Objective 1:
Reproduce the part of the Kafka and Redpanda comparison between "Kafka also has" and "points of failure.", inclusive, word for word.
Objective 2:
Carry the Kafka and Redpanda comparison forward, starting after its final sentence.

Kafka has a much larger ecosystem of native integrations compared to Redpanda. The Kafka Connect framework allows straightforward data ingestion from other systems into Kafka, and the streaming of messages from Kafka topics to various destinations. There are hundreds of connectors for different types of systems, such as databases (e.g., MongoDB), storage systems (like Azure Blob Storage), messaging systems (for instance, JMS), and stream processing solutions (e.g., Apache Flink). Meanwhile, Redpanda offers around 15 managed connectors, to integrate with systems like Amazon S3, JDBC, Snowflake, and MongoDB.
It’s worth mentioning that Redpanda works with Kafka Connect connectors. However, there is no guarantee that Kafka components behave the same way when used by Redpanda, which is a non-Kafka solution that only uses the Kafka protocol.
Kafka also has the upper hand on Redpanda in relation to native stream processing capabilities: Kafka Streams is a mature, stable library that was first released in 2016. In contrast, at the time of writing (September 2023), Redpanda’s native stream processing capability — Redpanda data transforms — is in technical preview, and not yet production-ready.
Redpanda vs. Kafka: performance, scalability, reliability
Kafka and Redpanda are resilient, fault-tolerant, and highly available solutions. Both platforms allow you to store messages indefinitely. Furthermore, Redpanda and Kafka can replicate data across brokers, which is essential for data integrity and preventing single points of failure.
It’s also worth mentioning that both Kafka and Redpanda support geo-replication, thus ensuring continuity of service even if an entire datacenter or region goes down.

Extracted records:
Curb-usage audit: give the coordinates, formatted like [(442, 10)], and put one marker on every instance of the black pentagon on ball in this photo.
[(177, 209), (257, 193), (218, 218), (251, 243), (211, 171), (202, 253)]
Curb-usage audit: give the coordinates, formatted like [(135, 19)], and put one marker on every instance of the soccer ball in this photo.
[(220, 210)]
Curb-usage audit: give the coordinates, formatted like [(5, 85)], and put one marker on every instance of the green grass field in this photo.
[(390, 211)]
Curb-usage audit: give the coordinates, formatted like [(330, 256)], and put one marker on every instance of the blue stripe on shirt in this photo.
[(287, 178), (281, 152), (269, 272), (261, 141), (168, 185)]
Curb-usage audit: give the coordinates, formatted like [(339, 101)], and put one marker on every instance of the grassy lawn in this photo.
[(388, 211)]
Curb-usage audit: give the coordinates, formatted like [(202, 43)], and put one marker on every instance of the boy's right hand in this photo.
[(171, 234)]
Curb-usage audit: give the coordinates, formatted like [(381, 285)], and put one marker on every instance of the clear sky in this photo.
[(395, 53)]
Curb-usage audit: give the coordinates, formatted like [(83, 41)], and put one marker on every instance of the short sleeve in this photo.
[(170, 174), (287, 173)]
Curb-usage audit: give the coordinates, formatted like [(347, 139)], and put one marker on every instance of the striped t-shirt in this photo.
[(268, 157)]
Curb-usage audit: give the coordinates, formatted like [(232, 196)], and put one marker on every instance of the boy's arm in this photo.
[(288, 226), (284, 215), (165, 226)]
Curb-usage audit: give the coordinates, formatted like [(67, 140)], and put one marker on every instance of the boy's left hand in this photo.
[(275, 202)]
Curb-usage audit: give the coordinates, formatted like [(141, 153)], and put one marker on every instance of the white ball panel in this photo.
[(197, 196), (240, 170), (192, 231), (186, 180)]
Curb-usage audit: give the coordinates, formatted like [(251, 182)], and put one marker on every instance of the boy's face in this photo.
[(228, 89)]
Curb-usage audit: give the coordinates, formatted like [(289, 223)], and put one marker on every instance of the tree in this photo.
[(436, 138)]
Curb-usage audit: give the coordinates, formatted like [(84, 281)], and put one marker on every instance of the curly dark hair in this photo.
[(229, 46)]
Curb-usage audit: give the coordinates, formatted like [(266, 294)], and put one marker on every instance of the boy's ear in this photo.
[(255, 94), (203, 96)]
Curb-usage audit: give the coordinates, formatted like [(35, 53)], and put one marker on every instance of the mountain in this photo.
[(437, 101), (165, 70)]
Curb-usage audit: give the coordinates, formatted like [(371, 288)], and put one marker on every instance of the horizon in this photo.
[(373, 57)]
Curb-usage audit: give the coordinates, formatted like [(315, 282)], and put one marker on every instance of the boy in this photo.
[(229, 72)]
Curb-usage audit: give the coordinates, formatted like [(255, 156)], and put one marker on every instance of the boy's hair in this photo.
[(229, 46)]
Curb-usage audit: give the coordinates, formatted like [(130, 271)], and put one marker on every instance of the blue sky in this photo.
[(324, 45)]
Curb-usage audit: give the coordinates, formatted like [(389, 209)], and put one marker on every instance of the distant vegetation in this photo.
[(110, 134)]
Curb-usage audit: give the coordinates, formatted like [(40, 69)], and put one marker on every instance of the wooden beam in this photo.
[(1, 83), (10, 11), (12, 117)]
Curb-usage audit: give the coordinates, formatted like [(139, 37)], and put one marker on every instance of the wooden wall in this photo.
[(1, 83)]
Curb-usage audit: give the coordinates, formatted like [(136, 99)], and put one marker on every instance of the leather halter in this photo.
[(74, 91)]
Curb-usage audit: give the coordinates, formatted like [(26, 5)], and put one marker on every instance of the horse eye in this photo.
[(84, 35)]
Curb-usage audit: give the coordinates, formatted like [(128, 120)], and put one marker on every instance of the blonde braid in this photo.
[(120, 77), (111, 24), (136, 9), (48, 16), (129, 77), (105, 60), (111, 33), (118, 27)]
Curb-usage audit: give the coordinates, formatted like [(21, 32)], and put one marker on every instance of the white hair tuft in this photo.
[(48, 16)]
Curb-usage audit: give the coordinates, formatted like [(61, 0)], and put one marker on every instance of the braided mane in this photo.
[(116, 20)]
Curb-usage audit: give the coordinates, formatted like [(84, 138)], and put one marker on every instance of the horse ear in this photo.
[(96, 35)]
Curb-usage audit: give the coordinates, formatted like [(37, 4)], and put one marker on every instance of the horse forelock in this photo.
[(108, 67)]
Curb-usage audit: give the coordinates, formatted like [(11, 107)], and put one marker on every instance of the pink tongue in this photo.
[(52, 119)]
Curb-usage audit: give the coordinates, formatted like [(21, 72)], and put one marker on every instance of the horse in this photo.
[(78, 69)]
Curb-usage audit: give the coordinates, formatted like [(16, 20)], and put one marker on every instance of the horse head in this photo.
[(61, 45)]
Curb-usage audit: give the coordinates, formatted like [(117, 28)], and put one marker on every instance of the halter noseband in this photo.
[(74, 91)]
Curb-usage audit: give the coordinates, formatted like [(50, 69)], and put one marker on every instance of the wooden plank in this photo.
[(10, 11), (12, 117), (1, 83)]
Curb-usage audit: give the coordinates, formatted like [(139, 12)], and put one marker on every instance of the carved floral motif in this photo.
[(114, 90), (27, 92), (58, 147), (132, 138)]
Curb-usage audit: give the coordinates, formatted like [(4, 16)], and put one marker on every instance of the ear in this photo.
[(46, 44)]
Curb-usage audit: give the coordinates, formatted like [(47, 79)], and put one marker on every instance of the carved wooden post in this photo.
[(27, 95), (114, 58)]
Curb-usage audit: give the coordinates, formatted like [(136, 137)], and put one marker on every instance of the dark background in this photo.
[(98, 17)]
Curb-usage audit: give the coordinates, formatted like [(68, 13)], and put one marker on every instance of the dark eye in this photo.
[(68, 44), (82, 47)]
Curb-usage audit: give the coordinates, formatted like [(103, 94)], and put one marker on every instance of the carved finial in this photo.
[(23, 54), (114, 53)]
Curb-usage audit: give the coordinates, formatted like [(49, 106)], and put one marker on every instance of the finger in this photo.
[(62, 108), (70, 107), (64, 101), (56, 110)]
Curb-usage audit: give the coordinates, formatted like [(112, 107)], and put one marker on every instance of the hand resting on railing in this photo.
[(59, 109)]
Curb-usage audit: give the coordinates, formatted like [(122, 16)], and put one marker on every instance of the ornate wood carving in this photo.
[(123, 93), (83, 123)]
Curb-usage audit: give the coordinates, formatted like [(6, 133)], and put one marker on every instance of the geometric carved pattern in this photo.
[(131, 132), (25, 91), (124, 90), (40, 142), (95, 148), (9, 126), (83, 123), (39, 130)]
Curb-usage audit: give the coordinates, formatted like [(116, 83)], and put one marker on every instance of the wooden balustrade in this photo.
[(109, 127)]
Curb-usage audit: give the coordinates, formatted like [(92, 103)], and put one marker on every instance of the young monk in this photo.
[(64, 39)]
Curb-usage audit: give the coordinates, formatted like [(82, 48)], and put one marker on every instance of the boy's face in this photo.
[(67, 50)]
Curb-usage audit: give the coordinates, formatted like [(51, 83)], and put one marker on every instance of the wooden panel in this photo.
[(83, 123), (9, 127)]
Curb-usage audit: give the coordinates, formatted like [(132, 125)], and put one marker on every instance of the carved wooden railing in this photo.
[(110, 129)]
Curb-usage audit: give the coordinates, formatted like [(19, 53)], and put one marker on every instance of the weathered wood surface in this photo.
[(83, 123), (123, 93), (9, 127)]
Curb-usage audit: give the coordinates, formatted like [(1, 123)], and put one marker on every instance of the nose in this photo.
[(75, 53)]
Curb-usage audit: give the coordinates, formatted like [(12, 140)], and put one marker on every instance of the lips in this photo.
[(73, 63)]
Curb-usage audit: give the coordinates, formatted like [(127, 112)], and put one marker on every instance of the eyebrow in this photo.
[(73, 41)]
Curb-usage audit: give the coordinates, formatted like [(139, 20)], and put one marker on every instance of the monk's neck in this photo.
* * *
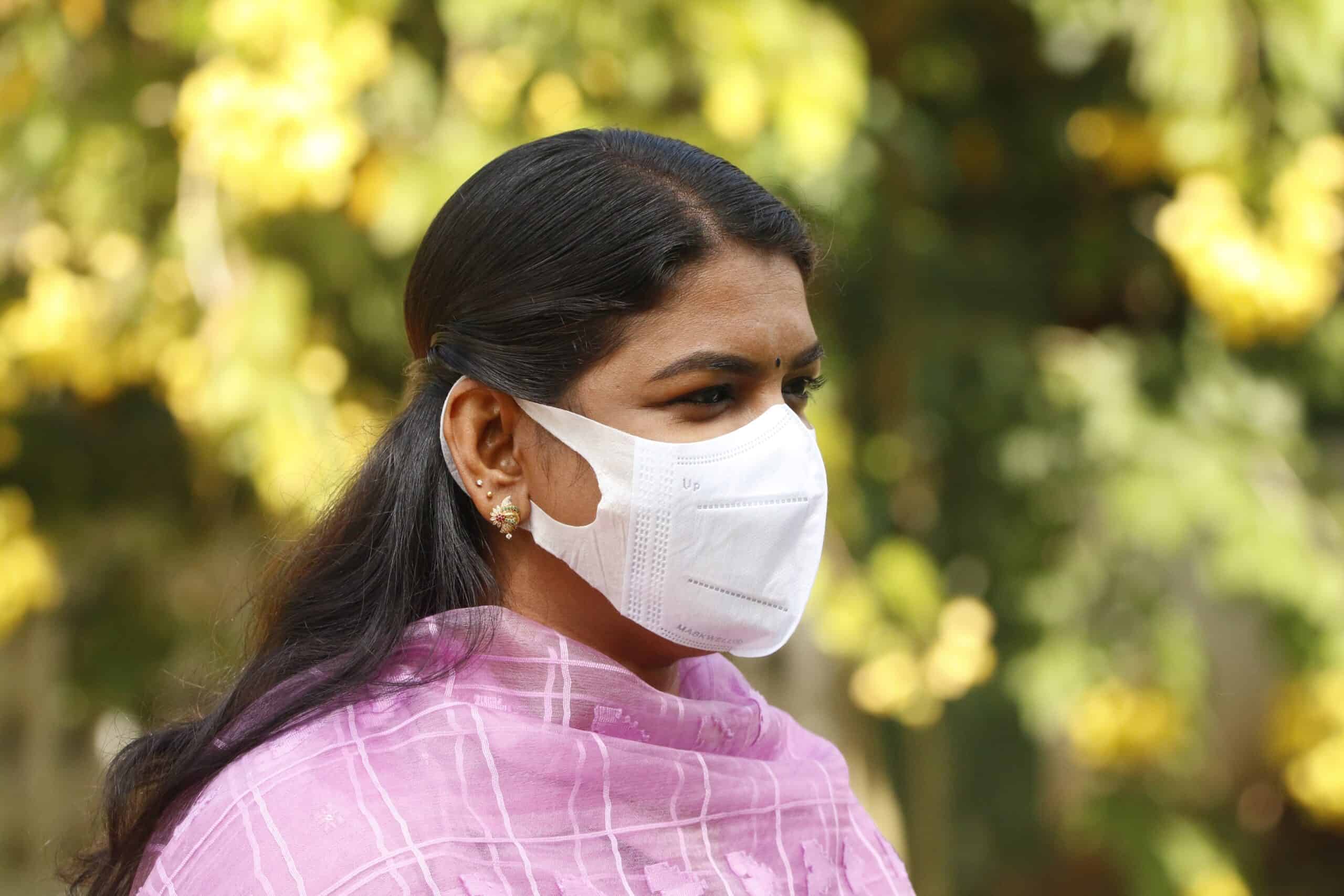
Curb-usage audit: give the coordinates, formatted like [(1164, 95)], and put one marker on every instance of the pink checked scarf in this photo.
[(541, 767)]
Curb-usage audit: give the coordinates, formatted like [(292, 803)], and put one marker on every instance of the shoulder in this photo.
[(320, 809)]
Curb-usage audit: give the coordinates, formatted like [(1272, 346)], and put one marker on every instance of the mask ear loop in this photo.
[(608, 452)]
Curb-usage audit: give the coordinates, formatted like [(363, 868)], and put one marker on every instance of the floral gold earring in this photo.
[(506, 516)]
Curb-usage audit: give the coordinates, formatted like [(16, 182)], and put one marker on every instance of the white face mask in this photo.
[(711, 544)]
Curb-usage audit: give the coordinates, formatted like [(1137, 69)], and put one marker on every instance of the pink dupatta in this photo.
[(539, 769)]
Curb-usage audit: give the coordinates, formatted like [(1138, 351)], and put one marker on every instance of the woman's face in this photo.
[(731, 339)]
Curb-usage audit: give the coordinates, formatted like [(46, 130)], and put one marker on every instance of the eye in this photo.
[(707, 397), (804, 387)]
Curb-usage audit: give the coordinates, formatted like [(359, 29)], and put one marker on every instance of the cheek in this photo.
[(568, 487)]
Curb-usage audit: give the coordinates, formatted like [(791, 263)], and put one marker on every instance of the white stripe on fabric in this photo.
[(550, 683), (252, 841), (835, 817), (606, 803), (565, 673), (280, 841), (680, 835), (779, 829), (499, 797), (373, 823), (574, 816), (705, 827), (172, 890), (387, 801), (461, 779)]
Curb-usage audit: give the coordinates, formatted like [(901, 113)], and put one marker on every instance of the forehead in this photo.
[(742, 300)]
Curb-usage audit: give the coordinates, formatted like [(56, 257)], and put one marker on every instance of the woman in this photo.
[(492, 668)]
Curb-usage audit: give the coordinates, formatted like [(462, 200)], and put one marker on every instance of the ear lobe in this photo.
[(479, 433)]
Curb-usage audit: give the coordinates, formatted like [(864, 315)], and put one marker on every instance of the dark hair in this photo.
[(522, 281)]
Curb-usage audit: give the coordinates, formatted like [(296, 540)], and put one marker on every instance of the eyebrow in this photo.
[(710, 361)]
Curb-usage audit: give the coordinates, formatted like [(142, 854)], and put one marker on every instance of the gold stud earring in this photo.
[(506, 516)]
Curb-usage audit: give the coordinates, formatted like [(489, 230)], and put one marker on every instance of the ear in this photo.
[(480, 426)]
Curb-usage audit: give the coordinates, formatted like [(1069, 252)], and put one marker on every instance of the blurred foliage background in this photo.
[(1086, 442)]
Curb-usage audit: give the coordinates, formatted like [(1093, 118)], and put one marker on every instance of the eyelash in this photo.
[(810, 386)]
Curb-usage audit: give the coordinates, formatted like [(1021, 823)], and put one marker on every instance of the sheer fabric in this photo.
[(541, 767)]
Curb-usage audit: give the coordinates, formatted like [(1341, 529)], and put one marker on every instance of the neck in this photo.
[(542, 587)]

Task result 1:
Kafka also has the upper hand on Redpanda in relation to native stream processing capabilities: Kafka Streams is a mature, stable library that was first released in 2016. In contrast, at the time of writing (September 2023), Redpanda’s native stream processing capability — Redpanda data transforms — is in technical preview, and not yet production-ready.
Redpanda vs. Kafka: performance, scalability, reliability
Kafka and Redpanda are resilient, fault-tolerant, and highly available solutions. Both platforms allow you to store messages indefinitely. Furthermore, Redpanda and Kafka can replicate data across brokers, which is essential for data integrity and preventing single points of failure.

Task result 2:
Kafka and Redpanda are designed to provide high performance at scale. In theory, Redpanda performs slightly better than Kafka, because:
- It’s written in C++, which brings some advantages compared to Java. For instance, C++ provides manual memory management with explicit allocation and deallocation. This gives developers the freedom to optimize memory usage patterns. Plus, C++ allows for more direct control over hardware, memory access, and system resources.
- There’s no dependency on JVM or ZooKeeper, which can create bottlenecks and impact performance.
- It’s designed to take advantage of modern hardware, including NVMe drives, multi-core processors, and high-throughput network interfaces.
A benchmark created by the Redpanda team shows that their product offers better performance than Kafka. The benchmark claims that Redpanda is significantly faster on medium to high throughput workloads, and provides more stable latencies. The benchmark also shows that Redpanda needs 3x fewer nodes than Kafka to deal with high throughput workloads.
In response to Redpanda’s benchmark, Jack Vanlightly (Staff Technologist at Confluent) ran his own performance benchmark comparing Kafka and Redpanda, and published a seven-part blog series to share his findings. Here are some of the key points:
- Kafka outperforms Redpanda when the number of producers and consumers increases.
- Running Redpanda for 24 hours under constant load resulted in huge latencies, which was not the case with Kafka.
- Using record keys reduced Redpanda throughput and increased latencies significantly. Kafka performed much better.
- While under constant producer load, consumers only managed to drain backlogs with Kafka.
So, what conclusion can we draw based on these two benchmarks? Well, we should bear in mind that performance benchmarks are often tailored to make one system look better than another; nobody is going to publish a benchmark that shows their product is worse than the competition. We shouldn’t generalize the results of a benchmark and expect they will apply to all scenarios. Therefore, if you’re pondering whether Kafka or Redpanda offers superior performance, you should test them both yourself and see which one offers the best performance for your specific use case.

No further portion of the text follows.